• [What you will do] Return each of the following lines verbatim, with no alteration to their wording, punctuation, or order.

• [Exercise data]

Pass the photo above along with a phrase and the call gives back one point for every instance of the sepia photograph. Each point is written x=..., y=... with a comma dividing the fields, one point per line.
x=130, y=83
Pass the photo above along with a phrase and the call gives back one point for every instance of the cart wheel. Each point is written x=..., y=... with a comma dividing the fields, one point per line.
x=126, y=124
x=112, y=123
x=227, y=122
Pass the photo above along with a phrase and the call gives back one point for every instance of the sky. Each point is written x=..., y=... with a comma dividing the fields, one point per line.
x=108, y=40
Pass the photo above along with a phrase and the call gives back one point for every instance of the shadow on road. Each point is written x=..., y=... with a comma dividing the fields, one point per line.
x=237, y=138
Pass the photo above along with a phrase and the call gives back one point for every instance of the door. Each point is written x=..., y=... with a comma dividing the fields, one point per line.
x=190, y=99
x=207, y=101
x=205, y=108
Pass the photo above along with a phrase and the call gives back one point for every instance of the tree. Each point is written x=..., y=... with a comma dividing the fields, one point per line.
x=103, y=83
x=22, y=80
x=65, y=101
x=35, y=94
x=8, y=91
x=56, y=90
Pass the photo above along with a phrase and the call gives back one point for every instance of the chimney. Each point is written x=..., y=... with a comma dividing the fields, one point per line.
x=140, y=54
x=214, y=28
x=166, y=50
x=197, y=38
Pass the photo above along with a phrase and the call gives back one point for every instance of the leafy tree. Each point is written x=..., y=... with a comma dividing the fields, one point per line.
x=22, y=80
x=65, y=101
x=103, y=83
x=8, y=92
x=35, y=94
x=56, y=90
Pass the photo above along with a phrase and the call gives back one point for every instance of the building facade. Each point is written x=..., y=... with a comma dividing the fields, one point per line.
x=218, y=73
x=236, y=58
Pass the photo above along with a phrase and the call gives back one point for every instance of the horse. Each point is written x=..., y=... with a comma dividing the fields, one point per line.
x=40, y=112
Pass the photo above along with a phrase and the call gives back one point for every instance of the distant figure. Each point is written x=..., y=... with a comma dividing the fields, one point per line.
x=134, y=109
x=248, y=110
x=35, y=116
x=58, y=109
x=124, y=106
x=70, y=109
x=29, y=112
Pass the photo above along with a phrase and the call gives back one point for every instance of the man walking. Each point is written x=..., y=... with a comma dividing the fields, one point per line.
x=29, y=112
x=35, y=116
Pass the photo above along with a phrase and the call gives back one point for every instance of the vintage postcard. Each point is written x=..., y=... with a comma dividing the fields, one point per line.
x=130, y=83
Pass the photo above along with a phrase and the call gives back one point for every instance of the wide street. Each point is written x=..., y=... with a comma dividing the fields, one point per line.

• [Full output]
Pass the photo above along with a phrase and the call gives back one point for every instance of the sepia photograph. Each point is written x=..., y=... with a comma dividing the fields, one point per line.
x=130, y=83
Pass the photo above along with a phrase and the call gives back one point for every instance of the cart wheel. Each point is written x=..., y=... with a comma dividing the fields, one point per line.
x=126, y=124
x=112, y=123
x=227, y=122
Pass the photo above along with a phrase and the call gives back one point for every instance of the sky. Each point is written x=..., y=... with a comma dividing the fields, one point per line.
x=108, y=40
Pass the photo above along with a phrase and the call gives back one point for every instance of the shadow on road. Each point is written x=..., y=... with a comma dividing the fields, one point per line.
x=237, y=138
Pass the photo above along with a phrase and the call gives back one point for every instance of the door. Each point is written x=..., y=... with a comma dividing the fields, one point per line.
x=190, y=99
x=207, y=101
x=205, y=108
Pass the photo above along with a phrase and the call gives back one point for every instance of the tree. Each point is written x=..., y=... with a comma dividing the fields, one point per line.
x=103, y=83
x=22, y=80
x=65, y=101
x=35, y=94
x=8, y=91
x=56, y=90
Pass the photo above along with a phrase and the call gives back one point for every instance of the chimney. Each point is written x=..., y=... with a comma dividing the fields, one point per line.
x=140, y=54
x=214, y=28
x=166, y=50
x=197, y=38
Pass the photo above along with a phrase and the call gives back one point for every instance of the leafy tree. Each point is written x=..., y=... with a comma dividing the fields, one point per line.
x=22, y=80
x=65, y=101
x=103, y=83
x=8, y=92
x=35, y=94
x=56, y=90
Pass the photo above along with a phrase and the call gives back one point for every instance of the building facade. Each point is written x=..., y=... with a comma dividing the fields, one point per line.
x=218, y=73
x=236, y=58
Pass the photo above along with a phrase and the call gives back one point for every instance of the horse. Each point is written x=..., y=... with a comma dividing the fields, one point per line.
x=40, y=112
Pass the photo above along with a phrase and the call gives back one point for every instance of the distant figure. Each point is written x=..., y=... with a comma dividing the fields, one point per line.
x=134, y=109
x=248, y=110
x=35, y=116
x=58, y=109
x=124, y=106
x=70, y=109
x=29, y=112
Pass the photo above along with a phrase and the call gives back one point for every instance of the man walking. Each point is written x=..., y=... with a comma dividing the fields, one point per line.
x=29, y=112
x=35, y=116
Pass the photo above along with a phrase and the call gives back one point for every instance of the vintage postcard. Each point is written x=..., y=... with a comma dividing the fields, one point per line.
x=130, y=83
Pass the photo above along with a phrase and the call gives back one point for every instance of the wide street. Each point is written x=..., y=... with a comma dividing the fields, one point per line.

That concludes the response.